• What needs to be done: Working through the records below, count the lines that include "rocky". The reply is that number alone.

• Image point grounding data:
____
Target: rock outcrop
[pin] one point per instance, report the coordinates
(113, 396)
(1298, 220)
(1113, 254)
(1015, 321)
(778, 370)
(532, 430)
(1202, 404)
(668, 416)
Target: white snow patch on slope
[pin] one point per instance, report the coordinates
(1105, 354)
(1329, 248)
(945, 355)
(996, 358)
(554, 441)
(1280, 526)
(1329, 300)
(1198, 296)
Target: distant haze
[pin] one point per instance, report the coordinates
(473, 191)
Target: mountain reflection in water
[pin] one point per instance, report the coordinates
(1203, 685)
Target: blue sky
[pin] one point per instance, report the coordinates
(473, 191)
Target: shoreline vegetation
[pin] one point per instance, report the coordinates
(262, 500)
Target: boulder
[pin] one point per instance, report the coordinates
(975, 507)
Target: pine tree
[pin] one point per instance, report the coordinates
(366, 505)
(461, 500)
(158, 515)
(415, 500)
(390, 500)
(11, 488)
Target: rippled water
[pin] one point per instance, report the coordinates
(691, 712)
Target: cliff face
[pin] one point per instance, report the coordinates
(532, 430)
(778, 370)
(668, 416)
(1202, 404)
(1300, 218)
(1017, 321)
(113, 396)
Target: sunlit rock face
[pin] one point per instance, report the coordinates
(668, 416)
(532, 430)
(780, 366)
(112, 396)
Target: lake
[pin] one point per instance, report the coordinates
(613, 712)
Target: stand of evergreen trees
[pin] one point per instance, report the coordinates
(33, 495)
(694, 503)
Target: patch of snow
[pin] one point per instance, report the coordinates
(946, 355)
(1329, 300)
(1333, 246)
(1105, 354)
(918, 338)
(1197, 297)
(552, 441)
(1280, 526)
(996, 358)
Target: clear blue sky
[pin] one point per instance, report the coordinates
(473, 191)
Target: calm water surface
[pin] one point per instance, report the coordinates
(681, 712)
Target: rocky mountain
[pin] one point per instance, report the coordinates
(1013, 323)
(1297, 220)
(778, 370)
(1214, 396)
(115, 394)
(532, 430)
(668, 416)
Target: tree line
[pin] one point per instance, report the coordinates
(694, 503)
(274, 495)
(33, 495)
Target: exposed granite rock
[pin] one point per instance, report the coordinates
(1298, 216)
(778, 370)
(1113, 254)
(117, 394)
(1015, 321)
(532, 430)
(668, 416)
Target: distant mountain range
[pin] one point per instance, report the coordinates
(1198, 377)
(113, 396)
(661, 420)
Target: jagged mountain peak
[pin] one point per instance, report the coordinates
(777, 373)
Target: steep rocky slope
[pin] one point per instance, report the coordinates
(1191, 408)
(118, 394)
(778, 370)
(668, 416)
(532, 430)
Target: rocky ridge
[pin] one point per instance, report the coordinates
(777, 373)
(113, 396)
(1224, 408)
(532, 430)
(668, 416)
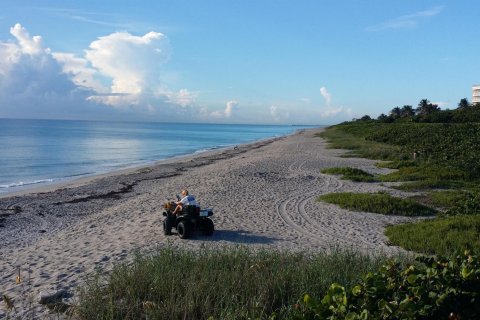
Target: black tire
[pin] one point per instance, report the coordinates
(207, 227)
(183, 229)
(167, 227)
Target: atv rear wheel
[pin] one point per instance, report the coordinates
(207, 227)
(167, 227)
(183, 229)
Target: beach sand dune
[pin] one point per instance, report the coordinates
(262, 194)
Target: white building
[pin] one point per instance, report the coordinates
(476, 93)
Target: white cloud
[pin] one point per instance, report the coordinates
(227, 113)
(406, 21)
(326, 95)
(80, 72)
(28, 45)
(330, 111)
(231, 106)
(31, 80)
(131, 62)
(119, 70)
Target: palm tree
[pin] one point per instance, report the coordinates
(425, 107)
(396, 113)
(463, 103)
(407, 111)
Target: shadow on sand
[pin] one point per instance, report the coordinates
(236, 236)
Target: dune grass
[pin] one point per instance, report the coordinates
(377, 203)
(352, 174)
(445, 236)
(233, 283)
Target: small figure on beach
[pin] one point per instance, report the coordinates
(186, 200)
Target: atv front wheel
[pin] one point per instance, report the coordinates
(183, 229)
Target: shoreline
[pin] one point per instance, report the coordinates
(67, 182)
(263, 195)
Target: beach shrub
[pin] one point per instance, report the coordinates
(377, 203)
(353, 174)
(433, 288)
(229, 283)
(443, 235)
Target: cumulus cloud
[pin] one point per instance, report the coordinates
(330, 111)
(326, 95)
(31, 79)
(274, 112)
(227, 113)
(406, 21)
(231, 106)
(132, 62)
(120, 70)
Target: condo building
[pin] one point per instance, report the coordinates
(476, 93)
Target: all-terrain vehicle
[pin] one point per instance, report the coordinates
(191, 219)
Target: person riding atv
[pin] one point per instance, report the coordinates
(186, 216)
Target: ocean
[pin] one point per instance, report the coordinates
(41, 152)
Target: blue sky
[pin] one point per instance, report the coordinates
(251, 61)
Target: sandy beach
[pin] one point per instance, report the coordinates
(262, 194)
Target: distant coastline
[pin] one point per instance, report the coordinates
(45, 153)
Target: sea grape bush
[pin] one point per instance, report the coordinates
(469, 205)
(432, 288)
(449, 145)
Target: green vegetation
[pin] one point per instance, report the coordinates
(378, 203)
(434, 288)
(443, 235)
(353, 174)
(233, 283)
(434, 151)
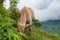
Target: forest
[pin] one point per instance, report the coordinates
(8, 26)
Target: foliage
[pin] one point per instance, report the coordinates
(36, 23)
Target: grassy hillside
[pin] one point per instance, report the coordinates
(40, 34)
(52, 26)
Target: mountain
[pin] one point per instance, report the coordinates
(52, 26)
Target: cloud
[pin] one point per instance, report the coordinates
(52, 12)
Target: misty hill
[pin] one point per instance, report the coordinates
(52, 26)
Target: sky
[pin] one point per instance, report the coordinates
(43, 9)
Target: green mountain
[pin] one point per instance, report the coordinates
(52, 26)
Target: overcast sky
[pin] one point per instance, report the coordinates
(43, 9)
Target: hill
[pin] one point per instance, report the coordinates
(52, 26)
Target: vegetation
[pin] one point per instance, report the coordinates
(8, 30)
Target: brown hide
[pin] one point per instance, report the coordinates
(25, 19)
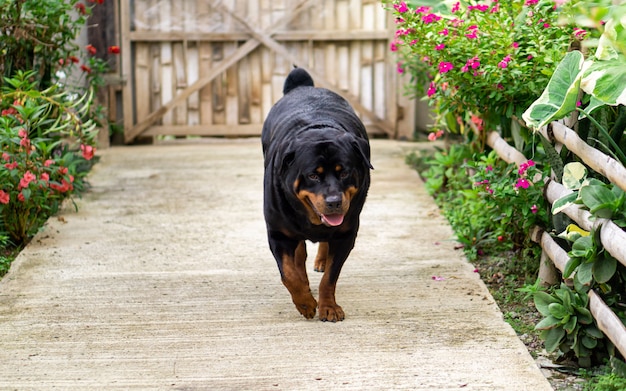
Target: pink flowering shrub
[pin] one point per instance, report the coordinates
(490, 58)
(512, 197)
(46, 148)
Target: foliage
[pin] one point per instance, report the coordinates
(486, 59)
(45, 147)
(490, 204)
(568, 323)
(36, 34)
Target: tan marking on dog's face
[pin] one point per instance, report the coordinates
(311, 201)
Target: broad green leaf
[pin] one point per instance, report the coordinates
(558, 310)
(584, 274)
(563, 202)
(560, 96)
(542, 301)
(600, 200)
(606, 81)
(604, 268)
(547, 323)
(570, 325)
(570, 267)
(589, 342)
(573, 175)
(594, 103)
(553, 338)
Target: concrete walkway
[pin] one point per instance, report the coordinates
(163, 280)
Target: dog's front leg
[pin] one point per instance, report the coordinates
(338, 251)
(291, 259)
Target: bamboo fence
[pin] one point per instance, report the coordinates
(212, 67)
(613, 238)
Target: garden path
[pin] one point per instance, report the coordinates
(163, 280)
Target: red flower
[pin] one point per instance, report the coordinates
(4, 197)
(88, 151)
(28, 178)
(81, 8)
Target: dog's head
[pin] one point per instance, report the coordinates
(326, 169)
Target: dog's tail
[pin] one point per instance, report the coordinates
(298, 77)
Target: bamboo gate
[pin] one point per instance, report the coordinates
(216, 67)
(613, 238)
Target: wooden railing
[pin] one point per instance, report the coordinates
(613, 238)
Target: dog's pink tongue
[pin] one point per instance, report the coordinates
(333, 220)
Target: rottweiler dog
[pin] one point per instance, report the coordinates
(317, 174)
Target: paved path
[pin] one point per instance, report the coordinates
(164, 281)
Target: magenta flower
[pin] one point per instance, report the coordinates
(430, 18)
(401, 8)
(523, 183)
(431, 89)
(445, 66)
____
• Task result: 3